**Selected text**

* * *

# Structured Streaming Exercise

In order to perform the exercises included in this Notebook, it is neccesary to create several csv files iteratively in the data folder (`data/streaming`). For doing so, open a terminal using the Jupyter console and place the working directory in `ex3-structured-streaming`. After that, type `python generate_data.py`.

In [4]:
from pyspark.sql import SparkSession
import pyspark.sql.functions as F
import pyspark.sql.types as T

## 1. Quick Example

In [5]:
# Create SparkSession

spark = SparkSession.builder.appName("structured-streaming")\
.master("local[*]").getOrCreate()

In [11]:
# Create Schema

schema = T.StructType([T.StructField("word", T.StringType(), True),
                      T.StructField("timestamp", T.TimestampType(), True)])

* * *

Image location labeling entries
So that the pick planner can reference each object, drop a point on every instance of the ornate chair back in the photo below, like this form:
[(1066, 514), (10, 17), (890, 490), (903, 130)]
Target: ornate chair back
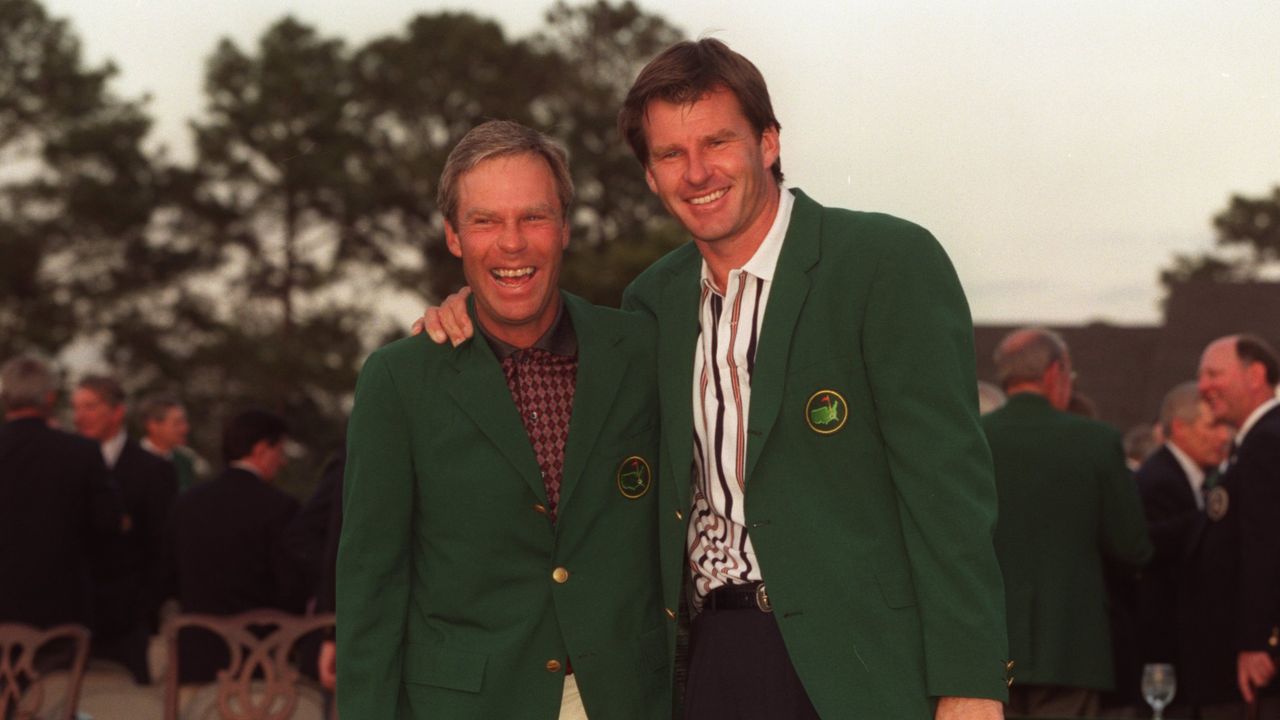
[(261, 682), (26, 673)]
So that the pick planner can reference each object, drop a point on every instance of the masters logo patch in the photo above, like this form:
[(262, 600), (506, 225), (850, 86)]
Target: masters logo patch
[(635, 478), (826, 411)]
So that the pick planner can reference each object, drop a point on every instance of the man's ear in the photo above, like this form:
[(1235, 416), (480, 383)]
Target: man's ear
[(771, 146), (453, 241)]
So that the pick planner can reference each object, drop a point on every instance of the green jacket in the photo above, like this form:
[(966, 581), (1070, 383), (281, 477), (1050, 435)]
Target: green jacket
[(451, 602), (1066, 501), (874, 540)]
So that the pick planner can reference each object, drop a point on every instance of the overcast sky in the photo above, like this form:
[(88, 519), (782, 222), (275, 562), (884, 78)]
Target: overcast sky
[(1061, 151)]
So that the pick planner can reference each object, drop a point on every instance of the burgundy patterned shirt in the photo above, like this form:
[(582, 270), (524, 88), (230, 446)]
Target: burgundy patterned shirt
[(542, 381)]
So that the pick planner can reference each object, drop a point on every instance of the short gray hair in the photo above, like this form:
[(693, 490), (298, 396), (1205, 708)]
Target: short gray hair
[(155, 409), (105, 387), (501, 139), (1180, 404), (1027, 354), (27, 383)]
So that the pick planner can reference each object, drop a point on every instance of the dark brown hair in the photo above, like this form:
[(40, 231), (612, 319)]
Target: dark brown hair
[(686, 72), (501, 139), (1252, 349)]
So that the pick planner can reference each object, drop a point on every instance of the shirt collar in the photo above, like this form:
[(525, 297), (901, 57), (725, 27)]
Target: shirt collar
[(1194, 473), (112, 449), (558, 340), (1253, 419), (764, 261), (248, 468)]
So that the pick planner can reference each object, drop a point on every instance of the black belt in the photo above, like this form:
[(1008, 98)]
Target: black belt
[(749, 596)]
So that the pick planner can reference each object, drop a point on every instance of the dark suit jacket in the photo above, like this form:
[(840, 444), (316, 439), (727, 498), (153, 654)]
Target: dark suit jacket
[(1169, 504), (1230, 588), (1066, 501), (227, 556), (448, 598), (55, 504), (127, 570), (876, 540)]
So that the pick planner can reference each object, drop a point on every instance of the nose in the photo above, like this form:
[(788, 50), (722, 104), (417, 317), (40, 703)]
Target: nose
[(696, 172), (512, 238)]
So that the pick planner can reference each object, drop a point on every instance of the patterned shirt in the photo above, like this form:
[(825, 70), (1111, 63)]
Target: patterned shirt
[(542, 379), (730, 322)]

* * *

**Work to complete**
a) Lay out the part of the records that opens with the line containing "of the black" and closes with the last line of the records as a numbered list, with blank lines omitted.
b) Proceed with the Structured Streaming exercise notebook, picking up right after its last line.

**Results for each task**
a)
1. So that the pick planner can reference each object, drop a point on every instance of the black belt in the photo above, like this form:
2. [(1008, 98)]
3. Target: black belt
4. [(749, 596)]
5. So that the pick planner can reference each object, drop a point on every instance of the dark suit jacket in the photo above, like this form:
6. [(840, 444), (316, 439), (727, 498), (153, 654)]
7. Target: dark suit jacket
8. [(1169, 504), (1230, 588), (1066, 501), (227, 556), (448, 598), (55, 504), (127, 570), (876, 540)]
9. So that the pick planner can reference each object, drop a point on every instance of the nose in the photo above, like this form:
10. [(788, 50), (722, 104), (417, 317), (40, 703)]
11. Target: nose
12. [(696, 172), (512, 238)]
13. So that the pick planner can reference each object, drop a point on every instance of the patterned shirt in the photo above, like this form:
14. [(825, 70), (1111, 63)]
15. Target: patterned shirt
16. [(542, 379), (730, 322)]

b)
In [12]:
# Read data from folder

csvDF = spark.readStream \
    .option("sep", ",") \
    .schema(schema) \
    .csv("../data/streaming")

In [13]:
# Generate running word count

wordCounts = csvDF.groupBy(F.window(F.col("timestamp"), "3 minutes", "10 seconds"),
                           "word").count()

In [None]:
# Generate and start query

query = wordCounts.writeStream.outputMode("complete")\
    .format("console").start()

query.awaitTermination()